The request:
Copy out the records below from the line with "grain be found?" through the last line of the records, putting "wood texture" wherever "wood grain" appears and changing nothing else.

★ ★ ★ ★

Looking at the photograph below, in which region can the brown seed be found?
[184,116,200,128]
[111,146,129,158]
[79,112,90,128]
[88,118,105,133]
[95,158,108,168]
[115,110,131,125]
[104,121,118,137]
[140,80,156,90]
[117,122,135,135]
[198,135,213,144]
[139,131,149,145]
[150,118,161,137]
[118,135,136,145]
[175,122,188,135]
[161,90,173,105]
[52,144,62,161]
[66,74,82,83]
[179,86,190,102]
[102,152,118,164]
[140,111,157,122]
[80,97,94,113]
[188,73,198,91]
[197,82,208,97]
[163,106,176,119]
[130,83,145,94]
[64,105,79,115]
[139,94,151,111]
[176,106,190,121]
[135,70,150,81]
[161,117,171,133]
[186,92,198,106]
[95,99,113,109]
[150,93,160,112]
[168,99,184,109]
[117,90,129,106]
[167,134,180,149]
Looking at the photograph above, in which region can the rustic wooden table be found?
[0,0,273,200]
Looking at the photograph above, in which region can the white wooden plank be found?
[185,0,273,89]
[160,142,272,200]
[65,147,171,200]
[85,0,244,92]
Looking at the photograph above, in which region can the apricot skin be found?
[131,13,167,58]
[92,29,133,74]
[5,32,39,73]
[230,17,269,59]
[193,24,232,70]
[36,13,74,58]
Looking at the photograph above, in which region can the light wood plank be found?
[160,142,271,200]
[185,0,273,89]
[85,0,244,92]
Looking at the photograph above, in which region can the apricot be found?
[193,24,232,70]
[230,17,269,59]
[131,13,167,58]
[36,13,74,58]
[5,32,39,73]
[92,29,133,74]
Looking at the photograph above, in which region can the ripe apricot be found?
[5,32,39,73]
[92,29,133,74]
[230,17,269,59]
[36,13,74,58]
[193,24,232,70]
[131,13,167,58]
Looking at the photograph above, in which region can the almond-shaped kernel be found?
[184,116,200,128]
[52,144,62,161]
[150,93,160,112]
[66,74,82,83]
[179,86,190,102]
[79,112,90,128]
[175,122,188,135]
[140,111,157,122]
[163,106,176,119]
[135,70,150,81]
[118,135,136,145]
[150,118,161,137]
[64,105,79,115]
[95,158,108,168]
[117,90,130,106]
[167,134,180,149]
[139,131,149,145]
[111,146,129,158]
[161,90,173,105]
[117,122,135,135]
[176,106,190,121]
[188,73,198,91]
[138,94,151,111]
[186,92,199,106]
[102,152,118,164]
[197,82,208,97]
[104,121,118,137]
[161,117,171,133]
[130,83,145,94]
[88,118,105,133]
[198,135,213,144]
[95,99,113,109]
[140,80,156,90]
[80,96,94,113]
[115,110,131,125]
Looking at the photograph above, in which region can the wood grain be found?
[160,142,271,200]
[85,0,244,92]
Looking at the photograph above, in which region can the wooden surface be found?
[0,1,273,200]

★ ★ ★ ★

Result of the task:
Looking at the photograph above, in which region can the wood texture be found?
[160,142,271,200]
[85,0,244,92]
Looking at the photograph above, in which region can the wooden surface be found?
[0,1,273,200]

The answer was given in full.